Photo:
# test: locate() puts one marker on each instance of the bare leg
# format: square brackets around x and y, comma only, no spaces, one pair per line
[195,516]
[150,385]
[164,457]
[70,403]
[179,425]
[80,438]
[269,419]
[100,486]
= = =
### GIVEN REQUEST
Reproduce every line of the items above, keeping each one unchanged.

### ANSWER FOR THIS EXERCISE
Photo:
# test: locate() puts one marker on each instance of the bare leg
# format: square brackets around x and y, comma only, no spaces, one pair per line
[195,516]
[150,385]
[164,457]
[70,403]
[179,425]
[80,438]
[269,419]
[100,486]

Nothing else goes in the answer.